## [Brief 1]
In the X-Files guide, retype everything from "Kim Newman's Guide" down to "to the heroes.".
## [Brief 2]
Using the X-Files guide, answer each question:
(a) Which two FBI agents are assigned to the X-Files?
(b) Which writer-producer created the show?
(c) How long did the show run?

##### Source passage #####

Kim Newman's Guide to The X-Files
As the movie arrives in cinemas, catch up on the show!

FBI agents Fox Mulder and Dana Scully are assigned to the X-Files, the department dealing with inexplicable phenomena -- flying saucers, killer mutants, werewolves, bigfoot, etc. -- the bureau can't officially acknowledge. Meanwhile, other factions in power know all about aliens and monsters, and pull strings to frustrate Mulder's quest for a truth which is 'out there'. And factions within factions betray the conspiracy by doling out information to the heroes.
Writer-producer Chris Carter was inspired by earlier paranoid sci-fi/horror shows (The Invaders, Project UFO, Kolchak: The Night Stalker, Twin Peaks) but spun The X-Files into a ten-year run by combining weird stuff which industry wisdom deemed a turn-off with police procedural business in the manner of Thomas Harris and, crucially, a developing but ambiguous relationship between coolly sexy leads David Duchovny and Gillian Anderson which evoked successful TV teamings like Steed and Mrs Peel on The Avengers, Maddie and David on Moonlighting and Starsky & Hutch. They were professional partners, but undercurrents suggested they were potentially a lot closer.

##### Source material #####

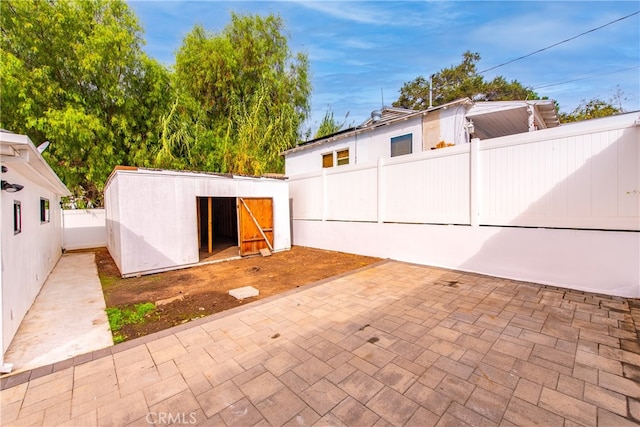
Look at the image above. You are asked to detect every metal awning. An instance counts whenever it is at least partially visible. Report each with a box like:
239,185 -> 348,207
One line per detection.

#####

## [Exercise solution 1]
Kim Newman's Guide to The X-Files
As the movie arrives in cinemas, catch up on the show!

FBI agents Fox Mulder and Dana Scully are assigned to the X-Files, the department dealing with inexplicable phenomena -- flying saucers, killer mutants, werewolves, bigfoot, etc. -- the bureau can't officially acknowledge. Meanwhile, other factions in power know all about aliens and monsters, and pull strings to frustrate Mulder's quest for a truth which is 'out there'. And factions within factions betray the conspiracy by doling out information to the heroes.

## [Exercise solution 2]
(a) Fox Mulder and Dana Scully
(b) Chris Carter
(c) Ten years